___ Extract to read

That's a really good idea! Thanks!



> I also am not a huge fan of the home page being more or less an about us page. You might try putting your t-shirt designs right in a customers face when they enter your online store, instead of the photos and text. Of course, include some info, that can be linked into more details should a buyer decide they want more.


We're definitely going to be changing over to something like that. It's only a matter of time


----------



## Jasonda (Aug 16, 2006)

Joe, I really like your shirts. The moment I saw "Mustachio" I thought to myself, "That is one fine looking bear". 

Honestly, I think a big part of your problem is the website. It just doesn't match the whole vibe of the shirts. Since you already have another thread going on that topic with a lot of good replies, I won't say anything else about that here.

As for target markets:

The college-age market is huge, and there is a lot of very heavy competition here when it comes to t-shirts. You really have to narrow it down a lot more. A _lot_ more.

The "Funny" t-shirt market: Most of the "funny" t-shirt designs I see nowadays are pretty crass. They rely mainly on sexist and alcohol-fueled humor. Not to say that there isn't a place for those kind of shirts, just that if you are trying to market "funny" shirts, you might be getting customers coming to your site expecting something more along those lines and being severely disappointed.

To me, your shirt designs are not necessarily "funny", just happy and positive. The vibe I get from the shirt designs and the pictures on your site is that you are just out to have fun with your friends and enjoy life, and do lots of wacky immature stuff that you can get away with while you are still young, and laugh about when you are old.

______

Stated goal A:
In the forum thread, what kind of humor do most "funny" t-shirt designs mainly rely on?
The thread and the listing come from separate, unrelated sources.

___ Records shown

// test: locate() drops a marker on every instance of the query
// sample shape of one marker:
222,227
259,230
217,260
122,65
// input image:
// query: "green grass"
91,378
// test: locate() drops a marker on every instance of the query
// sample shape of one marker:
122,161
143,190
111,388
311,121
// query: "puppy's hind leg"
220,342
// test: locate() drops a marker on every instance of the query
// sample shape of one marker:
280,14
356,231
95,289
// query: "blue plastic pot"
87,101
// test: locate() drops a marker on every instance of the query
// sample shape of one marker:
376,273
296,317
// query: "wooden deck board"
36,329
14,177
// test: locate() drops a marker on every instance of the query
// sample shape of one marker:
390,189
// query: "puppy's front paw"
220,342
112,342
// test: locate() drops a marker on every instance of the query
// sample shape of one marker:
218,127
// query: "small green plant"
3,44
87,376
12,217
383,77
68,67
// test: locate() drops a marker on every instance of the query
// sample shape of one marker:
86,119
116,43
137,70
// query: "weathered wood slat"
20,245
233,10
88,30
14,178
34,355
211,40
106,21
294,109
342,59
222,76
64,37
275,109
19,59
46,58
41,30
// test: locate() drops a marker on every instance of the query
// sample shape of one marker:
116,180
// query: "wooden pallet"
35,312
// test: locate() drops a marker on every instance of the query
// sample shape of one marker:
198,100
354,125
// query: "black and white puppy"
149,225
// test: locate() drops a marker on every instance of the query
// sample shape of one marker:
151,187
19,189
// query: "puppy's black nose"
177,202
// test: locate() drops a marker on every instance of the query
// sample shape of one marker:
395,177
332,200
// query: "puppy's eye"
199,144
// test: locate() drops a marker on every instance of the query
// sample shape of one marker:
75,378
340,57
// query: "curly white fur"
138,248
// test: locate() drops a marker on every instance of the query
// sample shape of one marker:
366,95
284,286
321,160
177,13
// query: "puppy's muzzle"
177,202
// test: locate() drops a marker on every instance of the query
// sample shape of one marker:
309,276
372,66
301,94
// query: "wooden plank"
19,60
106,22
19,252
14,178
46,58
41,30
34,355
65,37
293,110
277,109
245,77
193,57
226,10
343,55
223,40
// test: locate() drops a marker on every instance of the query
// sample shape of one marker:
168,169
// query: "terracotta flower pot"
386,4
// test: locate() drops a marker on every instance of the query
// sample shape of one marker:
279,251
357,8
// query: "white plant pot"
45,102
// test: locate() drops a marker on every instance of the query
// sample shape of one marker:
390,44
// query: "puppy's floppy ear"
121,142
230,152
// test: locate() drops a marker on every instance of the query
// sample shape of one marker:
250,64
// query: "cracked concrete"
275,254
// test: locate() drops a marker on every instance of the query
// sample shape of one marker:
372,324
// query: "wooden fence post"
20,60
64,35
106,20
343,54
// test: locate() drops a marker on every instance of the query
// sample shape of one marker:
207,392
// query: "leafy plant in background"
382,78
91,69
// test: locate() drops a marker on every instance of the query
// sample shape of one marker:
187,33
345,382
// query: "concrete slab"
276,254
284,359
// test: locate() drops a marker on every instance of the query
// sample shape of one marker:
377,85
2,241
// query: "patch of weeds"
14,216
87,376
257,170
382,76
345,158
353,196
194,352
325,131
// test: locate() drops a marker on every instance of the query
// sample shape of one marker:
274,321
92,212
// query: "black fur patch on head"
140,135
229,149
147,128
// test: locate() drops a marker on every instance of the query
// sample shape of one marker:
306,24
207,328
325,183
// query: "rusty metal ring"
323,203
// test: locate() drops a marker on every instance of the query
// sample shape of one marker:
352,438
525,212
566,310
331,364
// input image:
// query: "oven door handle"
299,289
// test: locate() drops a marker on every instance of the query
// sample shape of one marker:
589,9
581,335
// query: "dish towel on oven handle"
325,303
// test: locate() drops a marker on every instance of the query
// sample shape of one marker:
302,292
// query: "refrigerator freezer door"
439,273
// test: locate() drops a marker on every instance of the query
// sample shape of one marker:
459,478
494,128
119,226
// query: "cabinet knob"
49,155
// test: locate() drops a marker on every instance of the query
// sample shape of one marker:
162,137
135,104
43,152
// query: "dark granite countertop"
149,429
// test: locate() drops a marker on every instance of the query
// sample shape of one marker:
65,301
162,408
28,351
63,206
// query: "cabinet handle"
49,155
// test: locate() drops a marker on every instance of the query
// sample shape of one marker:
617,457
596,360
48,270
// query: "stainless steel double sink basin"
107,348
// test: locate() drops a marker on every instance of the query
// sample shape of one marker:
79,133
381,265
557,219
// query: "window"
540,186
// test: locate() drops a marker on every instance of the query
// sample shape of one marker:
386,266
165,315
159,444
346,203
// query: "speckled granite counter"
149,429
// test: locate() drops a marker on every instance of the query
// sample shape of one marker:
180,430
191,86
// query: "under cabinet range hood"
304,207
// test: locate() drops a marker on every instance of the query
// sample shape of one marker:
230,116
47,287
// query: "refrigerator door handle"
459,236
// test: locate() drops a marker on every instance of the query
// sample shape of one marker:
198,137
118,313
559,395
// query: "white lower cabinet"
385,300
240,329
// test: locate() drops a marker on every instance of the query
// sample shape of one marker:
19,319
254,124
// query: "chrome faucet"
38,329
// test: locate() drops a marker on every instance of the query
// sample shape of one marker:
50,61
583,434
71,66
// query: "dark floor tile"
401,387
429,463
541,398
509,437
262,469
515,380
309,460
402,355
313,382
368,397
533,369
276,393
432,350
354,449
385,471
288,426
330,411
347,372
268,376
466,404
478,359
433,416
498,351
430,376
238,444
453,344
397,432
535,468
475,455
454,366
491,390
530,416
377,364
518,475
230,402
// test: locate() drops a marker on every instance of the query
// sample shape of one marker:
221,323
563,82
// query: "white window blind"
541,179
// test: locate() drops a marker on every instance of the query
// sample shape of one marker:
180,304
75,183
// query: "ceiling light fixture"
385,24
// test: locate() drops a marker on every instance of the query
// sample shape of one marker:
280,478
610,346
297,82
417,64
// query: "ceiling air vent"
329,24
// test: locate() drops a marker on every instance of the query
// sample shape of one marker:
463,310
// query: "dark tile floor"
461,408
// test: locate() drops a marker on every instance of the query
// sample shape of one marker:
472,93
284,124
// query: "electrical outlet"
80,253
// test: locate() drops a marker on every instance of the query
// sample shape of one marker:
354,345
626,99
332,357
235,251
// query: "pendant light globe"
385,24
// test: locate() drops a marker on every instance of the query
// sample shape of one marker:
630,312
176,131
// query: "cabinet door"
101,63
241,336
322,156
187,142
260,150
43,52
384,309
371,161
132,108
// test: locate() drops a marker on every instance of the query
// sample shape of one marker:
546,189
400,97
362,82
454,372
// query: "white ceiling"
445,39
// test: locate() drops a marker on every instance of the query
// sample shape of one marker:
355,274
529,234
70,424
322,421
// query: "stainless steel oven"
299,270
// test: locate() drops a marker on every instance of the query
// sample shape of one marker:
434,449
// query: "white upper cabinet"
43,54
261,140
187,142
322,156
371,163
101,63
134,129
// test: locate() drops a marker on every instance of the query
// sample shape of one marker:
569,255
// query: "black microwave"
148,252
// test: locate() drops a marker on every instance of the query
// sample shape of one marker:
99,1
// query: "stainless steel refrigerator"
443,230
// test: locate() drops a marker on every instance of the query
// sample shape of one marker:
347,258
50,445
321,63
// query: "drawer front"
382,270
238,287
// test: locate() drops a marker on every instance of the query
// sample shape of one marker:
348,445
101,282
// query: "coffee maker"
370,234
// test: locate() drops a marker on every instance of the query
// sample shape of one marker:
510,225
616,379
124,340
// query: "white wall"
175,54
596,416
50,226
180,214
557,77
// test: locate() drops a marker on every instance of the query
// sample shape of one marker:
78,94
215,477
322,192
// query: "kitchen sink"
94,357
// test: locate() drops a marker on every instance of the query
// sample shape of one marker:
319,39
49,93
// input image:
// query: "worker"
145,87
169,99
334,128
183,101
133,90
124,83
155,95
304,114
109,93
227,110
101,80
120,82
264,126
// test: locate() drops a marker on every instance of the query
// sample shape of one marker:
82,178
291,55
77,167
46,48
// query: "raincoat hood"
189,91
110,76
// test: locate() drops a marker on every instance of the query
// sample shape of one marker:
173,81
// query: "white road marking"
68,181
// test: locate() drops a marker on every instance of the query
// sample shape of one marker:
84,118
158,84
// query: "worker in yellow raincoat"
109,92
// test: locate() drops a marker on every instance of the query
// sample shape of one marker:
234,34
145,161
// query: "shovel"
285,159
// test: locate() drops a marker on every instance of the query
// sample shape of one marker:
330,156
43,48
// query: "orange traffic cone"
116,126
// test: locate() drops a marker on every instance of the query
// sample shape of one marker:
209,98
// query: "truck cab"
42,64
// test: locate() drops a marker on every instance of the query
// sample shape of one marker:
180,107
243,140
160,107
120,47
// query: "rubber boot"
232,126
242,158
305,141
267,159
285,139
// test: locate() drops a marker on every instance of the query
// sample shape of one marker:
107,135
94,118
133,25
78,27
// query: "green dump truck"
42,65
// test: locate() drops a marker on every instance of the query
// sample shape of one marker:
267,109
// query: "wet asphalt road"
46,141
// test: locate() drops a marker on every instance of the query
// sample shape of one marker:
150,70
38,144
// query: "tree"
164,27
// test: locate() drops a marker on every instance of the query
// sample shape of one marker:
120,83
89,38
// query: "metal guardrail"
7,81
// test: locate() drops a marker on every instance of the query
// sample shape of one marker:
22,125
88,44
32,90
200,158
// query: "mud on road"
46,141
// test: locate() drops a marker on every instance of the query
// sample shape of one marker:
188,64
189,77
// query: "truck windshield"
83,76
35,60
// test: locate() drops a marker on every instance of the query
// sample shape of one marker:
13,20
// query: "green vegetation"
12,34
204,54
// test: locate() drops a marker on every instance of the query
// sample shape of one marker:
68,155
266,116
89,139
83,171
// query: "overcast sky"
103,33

______

Stated goal B:
Collect every line of the listing above that contains the string "steel", treating uppercase and lowercase as different.

Task response A:
Sexist and alcohol-fueled humor.

Task response B:
// query: "stainless steel double sink basin"
// query: "stainless steel oven"
// query: "stainless steel refrigerator"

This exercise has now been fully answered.